It has taken some time and reflection to deal with this - because I don’t want to be that jaded vet. I don’t want that experience to colour my interactions with other people. Because that is the easiest and most natural thing to do. But I can see how easy it is to slip into those shoes and wear them every day. But instead I have to remember all the lesson’s from when my mom took me to church when I was a little kid. Turn the other cheek and forgive these people. Because they can’t help themselves. They are who they are. They will be like that till the day they die. You know who didn't die? The pet who I protected from pain and helped save.

So, is your vet jaded by a similar set of circumstances? Are there any trust issues or something in the interaction that didn't get off on the right foot that we can rectify?  

I hope all of that didn't come off as a rant. This is not a "woes me I'm a vet and my life is so hard so please excuse my bad behaviour". Nope, I'm quite willing to call an @#$# an @#$#. Be it a vet or other health provider. This is just a look at behind the scenes and minds of people who work in this industry. And you are caught up in some of the bad parts of it.

But maybe we can make this better: THE SCRIPTS

Here are some specific, word for word “can't refuse” scripts. You can use them when talking with your vet and their staff. Why am I calling it "can't refuse?" Because if they do refuse after saying these scripts, you know there are trust issues, burnout or ageism as described above. If they agree to help you after saying these phrases, then you will be building bridges to reduce defensiveness, increase willingness to learn new things and will remind them of their mandate for compassion and teamwork. These will help you suss out the underlying motivations or issues here.

Collection entries
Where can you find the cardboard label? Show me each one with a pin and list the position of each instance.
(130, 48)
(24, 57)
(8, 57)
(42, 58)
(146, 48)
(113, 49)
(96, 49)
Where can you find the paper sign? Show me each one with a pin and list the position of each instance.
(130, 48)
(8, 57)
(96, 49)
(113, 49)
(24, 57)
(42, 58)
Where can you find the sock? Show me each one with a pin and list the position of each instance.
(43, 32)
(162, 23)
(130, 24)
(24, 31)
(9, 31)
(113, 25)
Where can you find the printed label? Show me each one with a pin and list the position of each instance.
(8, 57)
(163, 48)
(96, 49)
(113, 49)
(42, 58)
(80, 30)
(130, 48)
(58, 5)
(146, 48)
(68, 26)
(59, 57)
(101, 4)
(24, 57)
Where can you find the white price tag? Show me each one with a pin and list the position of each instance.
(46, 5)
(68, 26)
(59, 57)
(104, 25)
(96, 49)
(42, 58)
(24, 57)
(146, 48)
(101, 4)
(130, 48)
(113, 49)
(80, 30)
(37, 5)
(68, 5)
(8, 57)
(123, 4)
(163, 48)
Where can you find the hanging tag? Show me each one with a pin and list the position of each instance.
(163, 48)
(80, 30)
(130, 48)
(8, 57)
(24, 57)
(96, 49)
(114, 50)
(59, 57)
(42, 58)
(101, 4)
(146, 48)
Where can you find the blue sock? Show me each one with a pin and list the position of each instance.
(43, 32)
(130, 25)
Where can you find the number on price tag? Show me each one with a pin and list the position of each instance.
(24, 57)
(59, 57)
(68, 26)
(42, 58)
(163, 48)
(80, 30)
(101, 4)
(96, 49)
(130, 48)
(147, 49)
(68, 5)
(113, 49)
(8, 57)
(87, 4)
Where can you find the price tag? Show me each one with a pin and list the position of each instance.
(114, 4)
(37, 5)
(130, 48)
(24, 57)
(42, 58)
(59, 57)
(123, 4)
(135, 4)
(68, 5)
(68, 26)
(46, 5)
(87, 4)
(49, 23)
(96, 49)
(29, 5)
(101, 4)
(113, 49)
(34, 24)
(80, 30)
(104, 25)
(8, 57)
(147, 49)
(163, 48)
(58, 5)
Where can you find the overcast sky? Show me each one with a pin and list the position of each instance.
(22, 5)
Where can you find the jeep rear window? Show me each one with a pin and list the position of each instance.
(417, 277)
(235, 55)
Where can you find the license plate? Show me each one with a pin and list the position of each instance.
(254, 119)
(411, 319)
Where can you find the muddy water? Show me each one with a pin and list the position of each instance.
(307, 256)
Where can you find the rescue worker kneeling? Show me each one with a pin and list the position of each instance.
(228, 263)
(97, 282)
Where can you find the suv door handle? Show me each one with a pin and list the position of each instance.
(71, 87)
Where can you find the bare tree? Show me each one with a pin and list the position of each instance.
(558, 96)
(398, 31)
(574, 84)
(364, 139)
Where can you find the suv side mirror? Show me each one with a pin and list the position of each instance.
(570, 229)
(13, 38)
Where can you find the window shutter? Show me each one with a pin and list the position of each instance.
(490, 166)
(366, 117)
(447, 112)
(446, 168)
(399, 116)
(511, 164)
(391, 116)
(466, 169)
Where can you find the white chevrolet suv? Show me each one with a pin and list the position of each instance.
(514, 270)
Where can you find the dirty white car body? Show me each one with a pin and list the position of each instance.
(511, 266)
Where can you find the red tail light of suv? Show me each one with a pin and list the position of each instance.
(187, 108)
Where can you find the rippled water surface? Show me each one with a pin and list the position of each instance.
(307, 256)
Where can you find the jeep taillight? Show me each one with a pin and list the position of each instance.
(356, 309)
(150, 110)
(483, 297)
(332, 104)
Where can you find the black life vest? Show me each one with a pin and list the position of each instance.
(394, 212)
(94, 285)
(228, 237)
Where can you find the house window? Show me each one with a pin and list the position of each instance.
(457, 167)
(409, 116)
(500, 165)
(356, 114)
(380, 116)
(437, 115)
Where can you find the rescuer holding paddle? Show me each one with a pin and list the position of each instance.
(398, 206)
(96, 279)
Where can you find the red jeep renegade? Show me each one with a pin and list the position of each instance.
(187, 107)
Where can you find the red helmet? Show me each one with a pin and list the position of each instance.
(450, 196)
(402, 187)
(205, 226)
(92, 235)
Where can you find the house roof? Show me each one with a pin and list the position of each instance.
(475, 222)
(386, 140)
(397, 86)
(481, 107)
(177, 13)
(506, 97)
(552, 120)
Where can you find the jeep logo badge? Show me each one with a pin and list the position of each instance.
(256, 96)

WORK ORDER 1: In the passage on veterinary work, restate the paragraph beginning "Here are some specific, word for word" as a short bulleted list that keeps its main facts.
WORK ORDER 2: Write the next few paragraphs of the passage on veterinary work, carrying on after its final sentence.

ANSWER SECTION 1:
- The paragraph offers specific, word-for-word "can't refuse" scripts for talking with a vet and their staff.
- They are called "can't refuse" because a refusal after hearing them points to trust issues, burnout or ageism, as described earlier.
- If the vet agrees to help, the scripts build bridges: they reduce defensiveness, increase willingness to learn new things, and remind the vet of the mandate for compassion and teamwork.
- The scripts help reveal the underlying motivations or issues.

ANSWER SECTION 2:
Try the following:

Dr. ______, can you help me figure out where my cat’s kidneys are staged according to IRIS (have chart and pamphlet printed out - see this website: ). I am interested in staging his kidneys, so together we can make a plan. Can I book a recheck appointment where we can go over his staging next week?

With this script you have identified that you are a person who actively wants to treat their pet. Many people want to do nothing because they look OK on the outside. You have also established that you are asking for reasonable, evidence based assessments, and that there is mutual respect in terms of valuing each others time. You are also providing education without embarrassing a person who might not have CKD all worked out in their brain. It is a complex illness to deal with and not everyone lives, breathes and drinks CKD. To say no to this script is a red flag - something is wrong with the relationship.

Dr.______, I realize she is 15, and I know that even if we try to treat her she might get worse. Even though that might happen, she’s been in my life 15 years, so I owe it to her to try. I understand it might not work. Can we begin with (problem #1), and then talk about “Problem #2” at my next recheck appointment next week?  

By using this script you are identify that you are willing to share responsibility. You are letting them know that you are willing to try, and you wont resort to blame transfer or attacks if things don't work as expected. The treatments for pancreatitis and CKD can be quite similar (and sometimes one caused the other - see this post:, so even if you are addressing one, chances are you will make the other better at the same time.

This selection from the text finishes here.